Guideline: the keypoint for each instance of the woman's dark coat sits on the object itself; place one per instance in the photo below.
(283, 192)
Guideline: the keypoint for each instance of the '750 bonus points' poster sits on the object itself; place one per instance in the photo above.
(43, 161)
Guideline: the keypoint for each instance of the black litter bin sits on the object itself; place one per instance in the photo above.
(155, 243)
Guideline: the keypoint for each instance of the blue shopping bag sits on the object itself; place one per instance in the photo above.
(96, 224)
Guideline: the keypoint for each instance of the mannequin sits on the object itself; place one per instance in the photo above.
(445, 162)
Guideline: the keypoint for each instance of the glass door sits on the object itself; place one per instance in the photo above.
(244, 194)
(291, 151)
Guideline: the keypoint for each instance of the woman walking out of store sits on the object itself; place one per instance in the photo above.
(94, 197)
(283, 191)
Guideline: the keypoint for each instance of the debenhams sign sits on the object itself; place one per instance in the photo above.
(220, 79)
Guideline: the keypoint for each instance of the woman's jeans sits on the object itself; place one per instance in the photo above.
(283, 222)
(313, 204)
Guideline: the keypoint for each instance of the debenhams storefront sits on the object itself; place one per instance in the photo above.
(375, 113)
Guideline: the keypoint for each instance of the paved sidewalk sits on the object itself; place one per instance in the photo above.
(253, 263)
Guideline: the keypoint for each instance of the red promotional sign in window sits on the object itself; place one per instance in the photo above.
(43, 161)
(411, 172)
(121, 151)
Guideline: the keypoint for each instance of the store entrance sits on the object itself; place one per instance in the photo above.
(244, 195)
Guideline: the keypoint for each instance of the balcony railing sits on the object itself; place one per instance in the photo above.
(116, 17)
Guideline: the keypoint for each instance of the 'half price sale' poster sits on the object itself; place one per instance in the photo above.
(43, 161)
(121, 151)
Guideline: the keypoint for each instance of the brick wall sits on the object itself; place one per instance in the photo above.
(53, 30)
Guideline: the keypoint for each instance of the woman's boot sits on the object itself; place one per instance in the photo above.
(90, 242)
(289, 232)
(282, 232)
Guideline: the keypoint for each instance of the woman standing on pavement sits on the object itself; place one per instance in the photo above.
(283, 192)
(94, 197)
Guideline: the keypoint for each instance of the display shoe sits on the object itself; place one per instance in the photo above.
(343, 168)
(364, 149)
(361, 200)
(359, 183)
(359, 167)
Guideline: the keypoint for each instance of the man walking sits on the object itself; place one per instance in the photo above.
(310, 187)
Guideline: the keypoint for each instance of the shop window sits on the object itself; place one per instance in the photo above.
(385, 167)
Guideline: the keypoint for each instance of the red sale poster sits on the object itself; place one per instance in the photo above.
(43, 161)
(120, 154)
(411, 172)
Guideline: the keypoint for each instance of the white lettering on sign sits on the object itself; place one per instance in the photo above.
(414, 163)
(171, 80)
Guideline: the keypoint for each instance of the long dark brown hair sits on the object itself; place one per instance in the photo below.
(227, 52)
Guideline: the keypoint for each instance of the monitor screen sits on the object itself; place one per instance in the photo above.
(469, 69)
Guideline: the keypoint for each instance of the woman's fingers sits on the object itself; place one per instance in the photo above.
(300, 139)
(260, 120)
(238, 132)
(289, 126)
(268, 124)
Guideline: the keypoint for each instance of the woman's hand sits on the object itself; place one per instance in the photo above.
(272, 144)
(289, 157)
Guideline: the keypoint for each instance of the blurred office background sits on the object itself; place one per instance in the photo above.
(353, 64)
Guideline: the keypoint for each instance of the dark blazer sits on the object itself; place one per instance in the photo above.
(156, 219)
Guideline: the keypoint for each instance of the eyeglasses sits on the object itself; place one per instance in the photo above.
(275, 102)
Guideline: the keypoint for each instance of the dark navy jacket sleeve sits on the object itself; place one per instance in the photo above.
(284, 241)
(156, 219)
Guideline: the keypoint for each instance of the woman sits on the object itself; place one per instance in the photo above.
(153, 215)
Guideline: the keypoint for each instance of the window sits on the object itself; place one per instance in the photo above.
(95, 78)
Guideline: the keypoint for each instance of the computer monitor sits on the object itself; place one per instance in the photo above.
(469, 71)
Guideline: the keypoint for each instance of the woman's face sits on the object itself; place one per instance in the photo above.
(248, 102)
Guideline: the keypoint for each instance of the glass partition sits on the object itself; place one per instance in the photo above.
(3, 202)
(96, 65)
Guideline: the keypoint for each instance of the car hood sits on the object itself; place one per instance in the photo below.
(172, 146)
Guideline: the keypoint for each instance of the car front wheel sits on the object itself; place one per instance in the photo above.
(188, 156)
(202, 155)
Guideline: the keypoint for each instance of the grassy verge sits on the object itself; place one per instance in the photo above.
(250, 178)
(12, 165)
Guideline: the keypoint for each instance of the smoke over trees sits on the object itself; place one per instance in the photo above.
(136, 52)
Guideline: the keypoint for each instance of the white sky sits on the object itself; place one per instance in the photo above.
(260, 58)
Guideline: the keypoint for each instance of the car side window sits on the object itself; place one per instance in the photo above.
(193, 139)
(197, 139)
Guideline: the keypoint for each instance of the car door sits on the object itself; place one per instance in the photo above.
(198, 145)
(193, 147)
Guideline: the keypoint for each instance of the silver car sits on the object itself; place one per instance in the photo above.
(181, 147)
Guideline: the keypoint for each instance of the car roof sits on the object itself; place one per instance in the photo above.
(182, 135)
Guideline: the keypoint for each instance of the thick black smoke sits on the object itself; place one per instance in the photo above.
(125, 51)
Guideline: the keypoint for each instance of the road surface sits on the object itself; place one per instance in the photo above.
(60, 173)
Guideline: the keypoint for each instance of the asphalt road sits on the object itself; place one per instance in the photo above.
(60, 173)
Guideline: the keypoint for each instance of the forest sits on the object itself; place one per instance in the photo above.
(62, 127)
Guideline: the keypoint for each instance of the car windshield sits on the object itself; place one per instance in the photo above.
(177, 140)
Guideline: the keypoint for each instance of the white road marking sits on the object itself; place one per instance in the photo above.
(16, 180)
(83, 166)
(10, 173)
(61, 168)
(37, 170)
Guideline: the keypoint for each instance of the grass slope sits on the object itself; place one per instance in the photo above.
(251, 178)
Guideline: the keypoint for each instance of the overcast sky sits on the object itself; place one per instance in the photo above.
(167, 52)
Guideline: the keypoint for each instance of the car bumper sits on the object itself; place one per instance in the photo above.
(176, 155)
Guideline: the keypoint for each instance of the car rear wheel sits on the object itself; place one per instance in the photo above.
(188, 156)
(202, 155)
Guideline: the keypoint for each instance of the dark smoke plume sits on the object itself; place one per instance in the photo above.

━━━━━━━━━━━━━━━━━━━━

▶ **Exercise requirements**: Reproduce the entries exactly as they appear.

▶ **Reply**:
Guideline: the keypoint for each instance of the woman's dark coat sits on the object itself; place one per instance in the photo below.
(283, 192)
Guideline: the keypoint for each instance of the '750 bonus points' poster sits on the object itself; place one per instance in the photo above.
(43, 161)
Guideline: the keypoint for each instance of the black litter bin sits on the object itself; place one per instance in the photo above.
(155, 243)
Guideline: the keypoint for each instance of the blue shopping bag sits on the object itself; place one per instance in the photo above.
(96, 224)
Guideline: the keypoint for each instance of the mannequin sits on the object itself; place one per instance in the photo above.
(445, 162)
Guideline: the keypoint for each instance of the glass door sits on the object itself; place one per instance in the photo above.
(244, 194)
(291, 151)
Guideline: the keypoint for each instance of the woman walking out of store sits on the object itself; place one per instance in the photo above.
(94, 197)
(283, 191)
Guideline: the keypoint for each instance of the debenhams sign sits on the object itself; place one per instance in the photo above.
(220, 79)
Guideline: the keypoint for each instance of the woman's jeans sits on the object itself; place one per instance in the photo above.
(283, 222)
(313, 204)
Guideline: the keypoint for each instance of the debenhams storefront sits on the object itself; place one per instance in the photo above.
(375, 113)
Guideline: the keypoint for each instance of the paved sidewalk sits on the object itself; place one per instance in the photo above.
(253, 263)
Guideline: the keypoint for each instance of the red promotional sign in window sits on the object itself; place one per instance in the photo above.
(43, 161)
(411, 172)
(121, 151)
Guideline: the keypoint for each instance of the store entrance sits on the object itself; place one per instance in the photo above.
(244, 195)
Guideline: the keypoint for each instance of the balcony railing sits on the object itself; place one per instance in the photo above.
(116, 17)
Guideline: the keypoint for each instance of the 'half price sale' poster sits on the object itself; place one per instance in the photo above.
(43, 161)
(121, 151)
Guideline: the keypoint for each instance of the brick wall sits on the object itself; place one per instance in the photo above.
(53, 30)
Guideline: the keypoint for each instance of the woman's boot sits on the object itself; place one per instance in the photo above.
(90, 242)
(289, 232)
(282, 232)
Guideline: the keypoint for each instance of the woman standing on pavement sits on the object itself; place one per instance in the photo above.
(283, 192)
(94, 197)
Guideline: the keypoint for each instance of the display shoe sits on the object itself; place one per instance in the photo above.
(343, 168)
(364, 149)
(361, 200)
(359, 183)
(359, 167)
Guideline: the keypoint for each instance of the man walking sits on the object itself; place one per instance in the photo above.
(310, 187)
Guideline: the keypoint for each instance of the shop window sits on the object itself; place one per instance in the photo above.
(385, 167)
Guideline: the keypoint for each instance of the red sale poster sits on the object itself; place one per instance in the photo above.
(43, 161)
(120, 154)
(411, 172)
Guideline: the keypoint for each instance of the white lettering on sign sits on the object itself; place one per instance in the photo above.
(414, 163)
(171, 80)
Guideline: the keypoint for each instance of the long dark brown hair sits on the object itself; place one per instance in the photo below.
(227, 52)
Guideline: the keypoint for each instance of the monitor screen sits on the object itself; place one per instance in the photo above.
(469, 69)
Guideline: the keypoint for each instance of the woman's fingers sits on the object itself; place one per instance in the photo above.
(300, 139)
(260, 120)
(238, 132)
(289, 126)
(268, 124)
Guideline: the keypoint for each instance of the woman's hand sits on the object itself; place one per instance in the photo above.
(272, 144)
(289, 157)
Guideline: the keypoint for each instance of the blurred office background sits on the object itself; place one per instance in the photo above.
(353, 64)
Guideline: the keypoint for each instance of the dark blazer sits on the object itself; place one per instance in the photo above.
(156, 219)
Guideline: the keypoint for each instance of the eyeglasses sits on the object itself; place one per instance in the photo above.
(275, 102)
Guideline: the keypoint for each instance of the dark navy jacket sleeve sits on the object itself; place one per instance in the photo above.
(284, 241)
(156, 219)
Guideline: the keypoint for each instance of the woman sits on the object itself; place one per instance in the photo above.
(153, 215)
Guideline: the keypoint for each instance of the window sits on the object itself; place one per instance in the photo above.
(95, 78)
Guideline: the keypoint for each instance of the computer monitor sits on the object itself; place one per instance in the photo above.
(469, 71)
Guideline: the keypoint for each instance of the woman's face sits on the object itself; place one per instance in the photo above.
(248, 102)
Guideline: the keypoint for each instance of the glass partition sits on the object itself; place one per instance in the photo above.
(3, 202)
(96, 65)
Guideline: the keypoint for each instance of the car hood sits on the object itself; place one per instance in the photo below.
(172, 146)
Guideline: the keypoint for each instance of the car front wheel sits on the object itself; place one per instance in the photo above.
(188, 156)
(202, 155)
Guideline: the keypoint for each instance of the grassy verge sits on the object itself; place one per instance in the photo above.
(250, 178)
(12, 165)
Guideline: the keypoint for each instance of the smoke over trees sits on the object itself; place one per instance in the photo above.
(136, 52)
Guideline: the keypoint for each instance of the white sky sits on the object itself; place one per instance in the photo above.
(260, 58)
Guideline: the keypoint for each instance of the car side window sits on the object itself; place one per instance in the photo above.
(193, 139)
(197, 139)
Guideline: the keypoint for each instance of the car door sits on the object itself; place one per instance in the photo above.
(198, 145)
(193, 147)
Guideline: the keypoint for each instance of the silver car sits on the object itself; place one per instance in the photo above.
(181, 147)
Guideline: the keypoint for each instance of the car roof sits on the object itself; place one per instance in the photo above.
(182, 135)
Guideline: the keypoint for each instance of the thick black smoke sits on the object itself; place one per instance in the photo above.
(125, 51)
Guideline: the keypoint for each instance of the road surface sits on the object itself; place one per instance in the photo above.
(60, 173)
Guideline: the keypoint for each instance of the asphalt road sits on the object itself; place one per instance in the photo above.
(60, 173)
Guideline: the keypoint for each instance of the forest sits on the object itself; place one per instance in the photo above.
(62, 127)
Guideline: the keypoint for each instance of the car windshield sits on the object itself; place one per instance in the photo above.
(177, 140)
Guideline: the keypoint for each instance of the white road marking sits on the object itself; place one per instance in the photo above.
(16, 180)
(83, 166)
(10, 173)
(61, 168)
(37, 170)
Guideline: the keypoint for each instance of the grass slope sits on the object itself; place one per instance in the photo above.
(251, 178)
Guideline: the keypoint for each instance of the overcast sky sits on the object itself; place one per instance in the photo above.
(167, 52)
Guideline: the keypoint for each instance of the car bumper sits on the object itself; place one per instance in the photo above.
(176, 155)
Guideline: the keypoint for each instance of the car rear wheel sits on the object itself; place one per instance in the photo above.
(188, 156)
(202, 155)
Guideline: the keypoint for each instance of the dark smoke plume sits on the object itself; place one per instance in the photo above.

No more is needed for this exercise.